Commuting through the haze created from several hundred California fires, I drove past my local water reservoir, which is currently at 16% of capacity. There’s talk in the region about water rations and rate increases are on the horizon. And that’s just my local water scarcity problem, caused by a prolonged drought and ever-rising consumption.
California’s current water shortage is only one datapoint for a problem that’s gaining attention and speculative investment. In fact BusinessWeek’s recent cover story, There Will Be Water, outlines the growing problem; a future where 50% of the world’s population will live in areas of ’severe water stress’ by 2030 and a H2O tycoon, like T. Boone Pickens, can beat you down with a Sparklets bottle while “drinking your milkshake.”
The truth is, relative water scarcity due to drought and demand will make water prices rise. And as that happens, you can expect heavy pressure by everyone - from consumers and restaurants to factory farms and elected officials - to lean on local water companies to cut costs. Luckily there is room for increased efficiency in the industry, starting with a push towards spend management.
In a recent article for industry trade publication Water Online, senior category manager Pat Furey outlined 7 steps water companies can take to control spend. While the advice is directed towards public and private water companies, there are likely some take away lessons for buyers in other industries as well.
So, what does Pat prescribe?
- Shop the Globe - Unlike many industries, the water business has been slow to tap the rest of the globe as a supply base. So Pat urges them to move out of their comfort zone of dealing only with suppliers they already know in order to take advantage of LCC for supplies and labor.

RECORDED DATA |
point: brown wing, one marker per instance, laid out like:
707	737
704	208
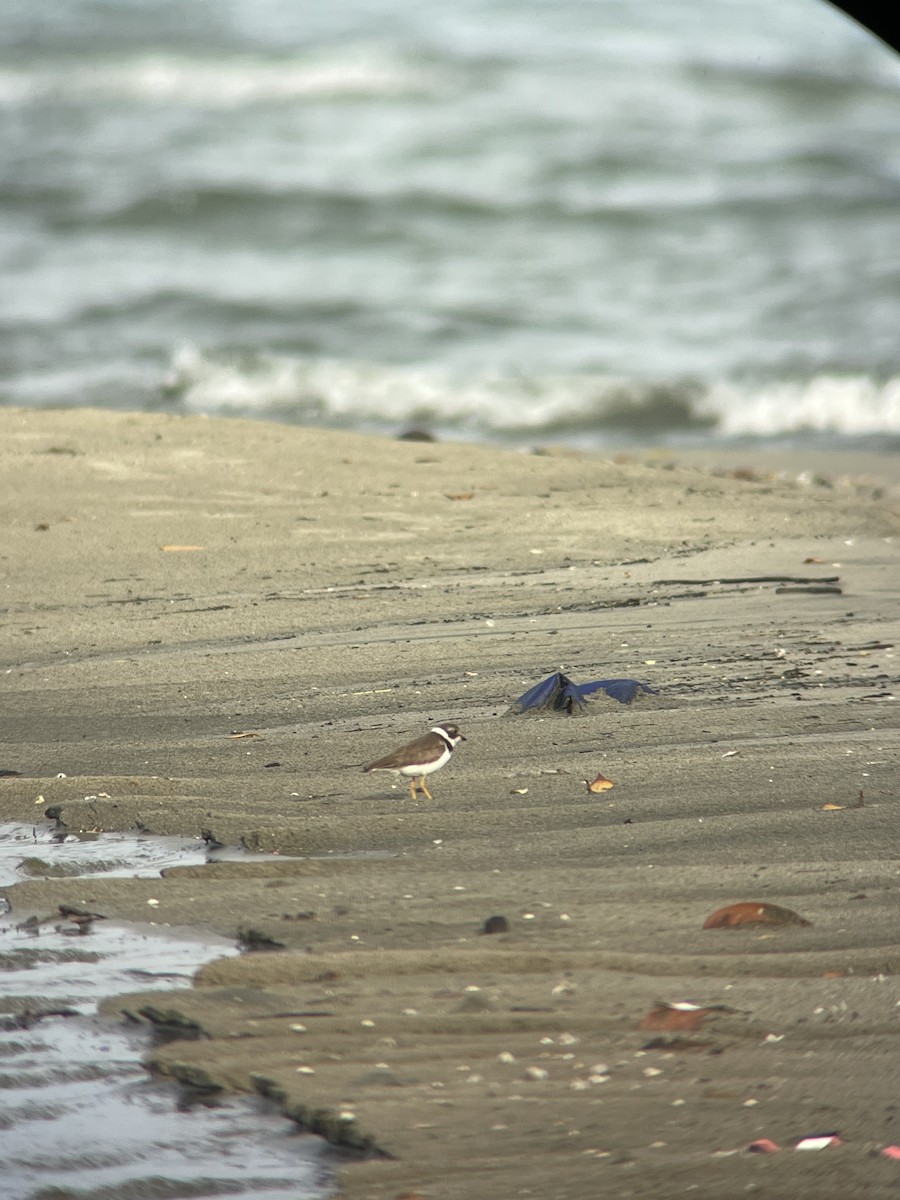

WHAT IS BEING ASKED |
Can you return, word for word, the passage of the water-spending article that opens with the words containing "Commuting through the" and closes with "and ever-rising consumption."?

RESPONSE BELOW |
Commuting through the haze created from several hundred California fires, I drove past my local water reservoir, which is currently at 16% of capacity. There’s talk in the region about water rations and rate increases are on the horizon. And that’s just my local water scarcity problem, caused by a prolonged drought and ever-rising consumption.